## Document segment
From 979512019c3c9faac7c5cf529b71c2ea64078062 Mon Sep 17 00:00:00 2001
From: Claude <noreply@anthropic.com>
Date: Sat, 6 Jun 2026 22:12:29 +0000
Subject: [PATCH] =?UTF-8?q?Add=20TODO:=20Android=20AAR=20distribution=20+?=
 =?UTF-8?q?=20Kotlin=20fa=C3=A7ade=20+=20sample=20app?=
MIME-Version: 1.0
Content-Type: text/plain; charset=UTF-8
Content-Transfer-Encoding: 8bit

Captures two related gaps in the existing Android arm64 packaging:
publish a Gradle-consumable AAR (AndroidManifest + jniLibs/<abi>/ layout)
alongside the current JAR-with-resources artifact, and provide a first-party
Kotlin-friendly façade (Flow adapter, suspend variants) with a minimal
sample app to give the AAR an exercised end-to-end path.

https://claude.ai/code/session_01CP5if6tGKcN7FGapf7Qugp
---
 TODO.md | 6 ++++++
 1 file changed, 6 insertions(+)
diff --git a/TODO.md b/TODO.md
index ec52a26c..3e691551 100644
--- a/TODO.md
+++ b/TODO.md
@@ -30,6 +30,12 @@ These are JNI plumbing items for upstream API additions. Policy: add only after
     - Per-run timing line (`TimingsLogger` class + wire-in to `CompletionResponseParser` and `ChatResponseParser`; format mirrors what `llama.cpp` CLI prints — `prompt: N tok in X ms (Y tok/s) | gen: … | cache: N | draft: …`; dedicated SLF4J logger `net.ladenthin.llama.timings` so users can suppress it independently; 7 unit tests pin format + pipeline behaviour).

## Source material
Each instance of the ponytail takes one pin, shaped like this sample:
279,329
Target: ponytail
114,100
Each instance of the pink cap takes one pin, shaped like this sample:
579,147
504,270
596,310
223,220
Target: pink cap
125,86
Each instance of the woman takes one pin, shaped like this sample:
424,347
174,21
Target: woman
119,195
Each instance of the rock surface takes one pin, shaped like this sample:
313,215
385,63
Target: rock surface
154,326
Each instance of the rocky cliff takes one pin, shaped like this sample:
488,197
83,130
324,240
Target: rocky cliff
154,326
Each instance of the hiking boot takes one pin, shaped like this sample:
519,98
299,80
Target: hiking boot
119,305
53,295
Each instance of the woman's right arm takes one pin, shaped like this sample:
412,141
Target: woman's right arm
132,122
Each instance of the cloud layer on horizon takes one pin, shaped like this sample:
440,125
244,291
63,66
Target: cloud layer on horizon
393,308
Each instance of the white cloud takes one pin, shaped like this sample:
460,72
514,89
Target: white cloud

## Required work
1. In the patch, what is the name of the dedicated SLF4J logger for the per-run timing line?
2. Reproduce the patch word for word, from "From 979512019c3c9faac7c5cf529b71c2ea64078062 Mon" up to and including "exercised end-to-end path.".

## Responses in order
1. net.ladenthin.llama.timings

2.
From 979512019c3c9faac7c5cf529b71c2ea64078062 Mon Sep 17 00:00:00 2001
From: Claude <noreply@anthropic.com>
Date: Sat, 6 Jun 2026 22:12:29 +0000
Subject: [PATCH] =?UTF-8?q?Add=20TODO:=20Android=20AAR=20distribution=20+?=
 =?UTF-8?q?=20Kotlin=20fa=C3=A7ade=20+=20sample=20app?=
MIME-Version: 1.0
Content-Type: text/plain; charset=UTF-8
Content-Transfer-Encoding: 8bit

Captures two related gaps in the existing Android arm64 packaging:
publish a Gradle-consumable AAR (AndroidManifest + jniLibs/<abi>/ layout)
alongside the current JAR-with-resources artifact, and provide a first-party
Kotlin-friendly façade (Flow adapter, suspend variants) with a minimal
sample app to give the AAR an exercised end-to-end path.